[Required action 1] In the article on Teva's debt downgrade, why does HSBC analyst Steve McGarry downgrade TEVA stock to a Reduce? Answer in one to three sentences.
[Required action 2] Carry on the article on Teva's debt downgrade, starting after its final sentence.
-- Source extract follows --
Teva Pharmaceutical Industries Ltd (ADR) (NYSE:TEVA) took a nearly 20% hit last Thursday after dashing investor hopes with a third quarter print that led key credit rating agency Fitch to slide the debt rating down to junk.
HSBC analyst Steve McGarry joins is another disgruntled voice on the Street who sees Teva’s finances in an “over-stretched” perilous position, and as such, he likewise downgrades TEVA stock to a Reduce while massively shrinking the price target from $26 to just $6, which implies a 48% downside from current levels. (To watch McGarry’s track record, click here)
For a stock that has already suffered a 71% loss in value through the course of the last year, analysts can only imagine the dire trouble that faces the Israeli pharma giant for McGarry to still predict a further 50% in the coming 12 months to follow suit.
Meanwhile, though Wells Fargo analyst Davis Maris has not budged from the sidelines, he sees debt shadows haunting Teva’s future: “To us, Teva is facing a future where debt payments and the debt overhang will loom large unless the company is able to undertake severe cost cuts and significant divestitures.”
What will it mean for Teva to shift from investment-grade credit spread to a high-yield credit spread in terms of its looming debt? “Significant consequences” could be at play to both cost and refinancing options, writes Maris. Yet, keep in mind Fitch will not impact Teva quite like Moody’s or S&P, where the giant’s $6 billion in term loans would then be truly rattled.
-- Source extract concluded --
-- Excerpted data follows --
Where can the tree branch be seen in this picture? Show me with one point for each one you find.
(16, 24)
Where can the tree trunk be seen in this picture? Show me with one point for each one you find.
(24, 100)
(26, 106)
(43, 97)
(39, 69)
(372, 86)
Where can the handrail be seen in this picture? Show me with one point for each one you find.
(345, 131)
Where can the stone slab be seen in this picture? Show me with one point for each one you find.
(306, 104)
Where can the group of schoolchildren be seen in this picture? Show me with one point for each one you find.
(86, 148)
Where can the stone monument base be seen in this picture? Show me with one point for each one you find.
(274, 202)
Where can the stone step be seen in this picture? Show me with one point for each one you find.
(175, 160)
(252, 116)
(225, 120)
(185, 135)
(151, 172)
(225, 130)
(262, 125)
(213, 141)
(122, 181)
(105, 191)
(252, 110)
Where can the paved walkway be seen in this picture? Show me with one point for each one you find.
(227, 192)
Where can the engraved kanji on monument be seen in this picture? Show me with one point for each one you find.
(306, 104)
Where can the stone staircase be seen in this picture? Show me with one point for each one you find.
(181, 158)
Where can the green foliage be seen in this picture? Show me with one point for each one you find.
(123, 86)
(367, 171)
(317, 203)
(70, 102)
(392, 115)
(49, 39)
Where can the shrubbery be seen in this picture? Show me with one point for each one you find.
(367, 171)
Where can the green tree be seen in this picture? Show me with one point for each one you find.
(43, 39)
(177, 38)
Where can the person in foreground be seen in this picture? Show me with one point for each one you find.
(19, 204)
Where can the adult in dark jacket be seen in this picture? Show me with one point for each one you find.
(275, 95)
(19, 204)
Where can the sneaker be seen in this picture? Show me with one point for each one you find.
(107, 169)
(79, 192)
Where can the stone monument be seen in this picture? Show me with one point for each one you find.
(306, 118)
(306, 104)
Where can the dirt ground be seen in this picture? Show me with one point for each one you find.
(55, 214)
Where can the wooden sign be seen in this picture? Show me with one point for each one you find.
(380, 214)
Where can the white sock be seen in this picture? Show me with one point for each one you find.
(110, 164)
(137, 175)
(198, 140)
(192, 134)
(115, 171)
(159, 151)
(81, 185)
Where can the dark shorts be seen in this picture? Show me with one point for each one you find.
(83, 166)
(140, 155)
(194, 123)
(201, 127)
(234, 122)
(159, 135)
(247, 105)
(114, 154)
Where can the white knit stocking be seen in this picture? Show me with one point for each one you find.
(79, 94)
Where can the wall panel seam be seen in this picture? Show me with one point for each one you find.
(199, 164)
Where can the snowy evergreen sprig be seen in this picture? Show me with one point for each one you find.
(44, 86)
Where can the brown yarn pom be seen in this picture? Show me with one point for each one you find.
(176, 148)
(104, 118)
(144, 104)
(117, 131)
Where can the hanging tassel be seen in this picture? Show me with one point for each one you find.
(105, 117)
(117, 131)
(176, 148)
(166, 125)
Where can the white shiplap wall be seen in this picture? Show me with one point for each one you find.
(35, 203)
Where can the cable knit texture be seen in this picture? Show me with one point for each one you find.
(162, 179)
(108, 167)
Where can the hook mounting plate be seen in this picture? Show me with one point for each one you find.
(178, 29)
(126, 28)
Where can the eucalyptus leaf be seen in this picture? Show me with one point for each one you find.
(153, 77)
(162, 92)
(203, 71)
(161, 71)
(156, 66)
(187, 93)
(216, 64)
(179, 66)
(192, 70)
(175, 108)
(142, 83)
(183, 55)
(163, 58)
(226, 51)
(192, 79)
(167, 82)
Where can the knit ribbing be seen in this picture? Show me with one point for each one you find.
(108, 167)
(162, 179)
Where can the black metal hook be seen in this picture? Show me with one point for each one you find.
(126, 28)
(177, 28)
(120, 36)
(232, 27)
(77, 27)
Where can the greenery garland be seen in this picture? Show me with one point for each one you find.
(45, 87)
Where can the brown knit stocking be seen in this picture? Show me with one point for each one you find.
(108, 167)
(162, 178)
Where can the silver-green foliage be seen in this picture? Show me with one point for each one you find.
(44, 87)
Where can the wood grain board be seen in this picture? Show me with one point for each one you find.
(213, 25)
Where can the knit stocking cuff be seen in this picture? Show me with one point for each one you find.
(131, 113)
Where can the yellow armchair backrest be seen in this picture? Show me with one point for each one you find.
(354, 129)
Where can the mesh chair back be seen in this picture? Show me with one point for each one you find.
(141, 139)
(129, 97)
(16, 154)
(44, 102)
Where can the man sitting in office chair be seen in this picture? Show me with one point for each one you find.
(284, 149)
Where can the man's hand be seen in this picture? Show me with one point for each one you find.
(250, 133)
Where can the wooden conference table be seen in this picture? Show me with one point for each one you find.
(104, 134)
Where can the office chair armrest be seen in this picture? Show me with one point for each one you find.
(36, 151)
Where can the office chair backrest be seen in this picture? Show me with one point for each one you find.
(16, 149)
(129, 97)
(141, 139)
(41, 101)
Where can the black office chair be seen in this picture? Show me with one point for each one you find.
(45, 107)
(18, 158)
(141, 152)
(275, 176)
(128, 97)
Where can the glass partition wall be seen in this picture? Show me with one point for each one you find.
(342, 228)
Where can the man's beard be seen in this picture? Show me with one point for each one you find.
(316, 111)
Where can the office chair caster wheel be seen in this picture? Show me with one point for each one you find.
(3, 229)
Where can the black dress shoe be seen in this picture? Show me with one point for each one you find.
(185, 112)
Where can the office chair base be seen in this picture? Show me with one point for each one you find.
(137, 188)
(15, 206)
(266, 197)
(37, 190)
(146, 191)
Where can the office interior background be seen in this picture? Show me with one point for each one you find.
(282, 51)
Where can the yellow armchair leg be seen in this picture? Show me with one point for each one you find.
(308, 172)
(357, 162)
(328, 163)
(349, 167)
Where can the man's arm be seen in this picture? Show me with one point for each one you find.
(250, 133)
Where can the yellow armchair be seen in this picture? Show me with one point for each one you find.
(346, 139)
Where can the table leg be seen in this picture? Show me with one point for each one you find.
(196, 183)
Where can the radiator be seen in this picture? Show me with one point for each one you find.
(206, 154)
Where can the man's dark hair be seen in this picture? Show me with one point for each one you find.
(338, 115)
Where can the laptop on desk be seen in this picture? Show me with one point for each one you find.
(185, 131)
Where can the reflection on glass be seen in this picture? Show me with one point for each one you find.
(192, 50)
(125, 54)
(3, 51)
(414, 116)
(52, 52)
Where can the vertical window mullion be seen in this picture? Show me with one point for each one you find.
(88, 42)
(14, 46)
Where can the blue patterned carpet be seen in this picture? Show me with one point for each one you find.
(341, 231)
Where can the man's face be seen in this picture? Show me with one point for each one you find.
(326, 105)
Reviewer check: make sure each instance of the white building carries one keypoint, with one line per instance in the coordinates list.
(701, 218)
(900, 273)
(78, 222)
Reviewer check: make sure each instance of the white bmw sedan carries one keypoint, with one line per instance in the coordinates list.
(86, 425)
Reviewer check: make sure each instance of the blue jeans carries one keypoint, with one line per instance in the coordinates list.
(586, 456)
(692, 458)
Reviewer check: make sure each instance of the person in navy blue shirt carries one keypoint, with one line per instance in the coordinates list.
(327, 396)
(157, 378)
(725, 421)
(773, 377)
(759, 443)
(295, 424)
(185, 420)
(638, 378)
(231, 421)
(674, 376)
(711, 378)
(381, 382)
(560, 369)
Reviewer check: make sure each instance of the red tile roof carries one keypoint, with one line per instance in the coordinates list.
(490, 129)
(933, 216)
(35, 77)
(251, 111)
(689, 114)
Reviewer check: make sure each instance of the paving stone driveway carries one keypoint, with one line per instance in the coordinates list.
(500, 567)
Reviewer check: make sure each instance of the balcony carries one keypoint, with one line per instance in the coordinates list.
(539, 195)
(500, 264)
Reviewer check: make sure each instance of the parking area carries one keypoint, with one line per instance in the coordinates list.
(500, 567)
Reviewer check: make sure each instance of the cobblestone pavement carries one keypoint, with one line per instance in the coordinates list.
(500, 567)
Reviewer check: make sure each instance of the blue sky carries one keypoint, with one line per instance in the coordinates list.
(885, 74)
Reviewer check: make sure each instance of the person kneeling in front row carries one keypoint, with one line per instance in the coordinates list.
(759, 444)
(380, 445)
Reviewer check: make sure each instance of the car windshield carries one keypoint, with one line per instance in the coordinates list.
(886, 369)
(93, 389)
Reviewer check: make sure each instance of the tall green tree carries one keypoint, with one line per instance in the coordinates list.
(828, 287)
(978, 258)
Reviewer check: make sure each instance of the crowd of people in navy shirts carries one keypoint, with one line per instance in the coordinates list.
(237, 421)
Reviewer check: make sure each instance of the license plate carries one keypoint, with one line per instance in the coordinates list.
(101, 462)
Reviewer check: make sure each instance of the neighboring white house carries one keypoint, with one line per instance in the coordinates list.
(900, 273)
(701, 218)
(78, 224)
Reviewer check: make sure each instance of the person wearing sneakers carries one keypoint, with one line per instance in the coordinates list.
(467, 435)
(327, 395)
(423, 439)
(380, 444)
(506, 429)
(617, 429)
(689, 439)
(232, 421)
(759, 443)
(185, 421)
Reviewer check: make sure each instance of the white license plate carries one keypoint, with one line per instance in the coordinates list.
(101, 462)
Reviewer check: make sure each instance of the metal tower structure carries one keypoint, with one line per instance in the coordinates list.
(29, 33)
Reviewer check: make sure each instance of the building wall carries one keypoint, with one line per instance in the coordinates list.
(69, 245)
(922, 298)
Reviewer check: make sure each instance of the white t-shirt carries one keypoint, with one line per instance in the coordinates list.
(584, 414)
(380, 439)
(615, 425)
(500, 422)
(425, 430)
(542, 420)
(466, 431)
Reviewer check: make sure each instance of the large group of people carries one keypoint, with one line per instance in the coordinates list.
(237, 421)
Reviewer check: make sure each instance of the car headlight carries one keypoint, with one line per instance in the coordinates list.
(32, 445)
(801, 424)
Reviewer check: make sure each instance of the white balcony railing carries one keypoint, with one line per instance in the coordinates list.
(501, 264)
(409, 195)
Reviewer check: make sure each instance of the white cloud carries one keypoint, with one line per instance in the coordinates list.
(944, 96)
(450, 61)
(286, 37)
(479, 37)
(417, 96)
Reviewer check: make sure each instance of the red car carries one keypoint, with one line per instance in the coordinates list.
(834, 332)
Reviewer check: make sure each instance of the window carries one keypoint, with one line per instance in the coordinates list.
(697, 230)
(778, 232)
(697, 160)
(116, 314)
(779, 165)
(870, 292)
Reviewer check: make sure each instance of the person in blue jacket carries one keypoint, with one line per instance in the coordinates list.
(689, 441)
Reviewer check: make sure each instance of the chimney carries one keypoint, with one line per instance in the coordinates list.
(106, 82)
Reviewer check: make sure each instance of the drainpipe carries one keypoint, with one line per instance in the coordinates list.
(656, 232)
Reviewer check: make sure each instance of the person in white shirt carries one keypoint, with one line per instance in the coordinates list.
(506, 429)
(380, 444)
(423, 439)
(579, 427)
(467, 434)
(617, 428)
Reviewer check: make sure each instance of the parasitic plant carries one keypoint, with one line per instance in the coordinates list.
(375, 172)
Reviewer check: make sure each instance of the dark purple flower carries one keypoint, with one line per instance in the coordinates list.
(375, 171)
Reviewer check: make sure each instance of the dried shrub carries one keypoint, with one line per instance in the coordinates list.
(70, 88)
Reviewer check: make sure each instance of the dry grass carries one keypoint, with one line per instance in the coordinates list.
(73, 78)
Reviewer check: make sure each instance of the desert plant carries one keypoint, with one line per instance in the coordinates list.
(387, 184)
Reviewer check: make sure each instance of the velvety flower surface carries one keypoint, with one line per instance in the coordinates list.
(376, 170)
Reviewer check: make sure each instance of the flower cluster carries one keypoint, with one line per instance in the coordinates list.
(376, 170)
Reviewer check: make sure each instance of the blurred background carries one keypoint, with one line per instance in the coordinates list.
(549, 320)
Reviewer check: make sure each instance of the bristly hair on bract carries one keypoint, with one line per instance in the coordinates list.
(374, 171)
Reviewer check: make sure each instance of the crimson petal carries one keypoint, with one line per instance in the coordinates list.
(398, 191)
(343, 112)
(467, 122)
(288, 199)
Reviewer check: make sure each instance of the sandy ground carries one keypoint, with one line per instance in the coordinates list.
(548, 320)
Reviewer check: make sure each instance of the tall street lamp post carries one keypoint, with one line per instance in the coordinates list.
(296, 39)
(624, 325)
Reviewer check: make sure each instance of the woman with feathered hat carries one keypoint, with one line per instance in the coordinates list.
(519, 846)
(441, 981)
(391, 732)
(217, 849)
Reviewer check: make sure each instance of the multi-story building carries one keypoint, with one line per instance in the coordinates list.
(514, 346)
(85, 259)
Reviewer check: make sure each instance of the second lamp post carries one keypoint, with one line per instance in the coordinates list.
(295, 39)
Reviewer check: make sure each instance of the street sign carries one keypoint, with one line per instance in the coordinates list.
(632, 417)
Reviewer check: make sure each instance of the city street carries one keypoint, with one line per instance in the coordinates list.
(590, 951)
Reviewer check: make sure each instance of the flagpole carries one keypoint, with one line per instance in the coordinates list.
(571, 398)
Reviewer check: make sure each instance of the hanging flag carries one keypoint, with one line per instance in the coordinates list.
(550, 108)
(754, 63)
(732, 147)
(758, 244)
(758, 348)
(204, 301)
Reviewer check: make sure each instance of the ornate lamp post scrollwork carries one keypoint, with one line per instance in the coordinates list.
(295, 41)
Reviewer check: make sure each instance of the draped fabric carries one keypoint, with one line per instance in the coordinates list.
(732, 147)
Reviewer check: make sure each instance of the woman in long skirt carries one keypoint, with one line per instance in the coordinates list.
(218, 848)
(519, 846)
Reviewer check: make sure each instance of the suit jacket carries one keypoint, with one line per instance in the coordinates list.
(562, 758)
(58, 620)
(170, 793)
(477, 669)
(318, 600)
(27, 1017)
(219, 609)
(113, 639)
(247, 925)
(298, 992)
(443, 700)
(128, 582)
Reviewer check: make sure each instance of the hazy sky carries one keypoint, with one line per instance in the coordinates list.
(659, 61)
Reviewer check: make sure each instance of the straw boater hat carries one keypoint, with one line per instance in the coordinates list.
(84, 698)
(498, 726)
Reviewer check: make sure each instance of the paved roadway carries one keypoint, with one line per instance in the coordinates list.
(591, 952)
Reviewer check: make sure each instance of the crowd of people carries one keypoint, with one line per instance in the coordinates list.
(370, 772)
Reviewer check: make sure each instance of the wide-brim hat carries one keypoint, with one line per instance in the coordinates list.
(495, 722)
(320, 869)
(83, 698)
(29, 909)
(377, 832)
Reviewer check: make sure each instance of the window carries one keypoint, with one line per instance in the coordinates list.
-- Excerpted data concluded --
[Task answer 1] McGarry sees Teva's finances as being in an "over-stretched," perilous position. On that basis he downgrades the stock to a Reduce and cuts the price target from $26 to $6.

[Task answer 2]
Maris asserts, “Fitch is not a recognized agency by Teva, so it would take either Moody’s or S&P to downgrade before the interest rate adjustment would be triggered (so it is not triggered yet),” adding, “We note that it takes two rating agencies downgrading to high yield to trigger Teva moving out of the investment grade index, so that would happen if either Moody’s or S&P were to downgrade. Teva has $5.5B in maturities in 2018 and $4B each year in 2019, 2020, and 2021, and we believe has a need to refinance its debt.”
Glancing ahead, “Teva estimates the increased interest cost would be approximately 100 to 150 basis points on refinanced debt, although we think this would have to be done over time, as there may not be enough debt capacity in the HY market to refinance several years of debt,” concludes the analyst, who for now maintains a Market Perform rating on TEVA stock without suggesting a price target. (To watch Maris’ track record, click here)
Where does the word of the Street align amid bears baring their teeth after such a dramatic third quarter stumble? TipRanks analytics exhibit TEVA as a Hold. Out of 20 analysts polled by TipRanks in the last 3 months, 3 are bullish on Teva stock, 14 remain sidelined, while 3 are bearish on the stock. With a return potential of nearly 39%, the stock’s consensus target price stands at $16.21.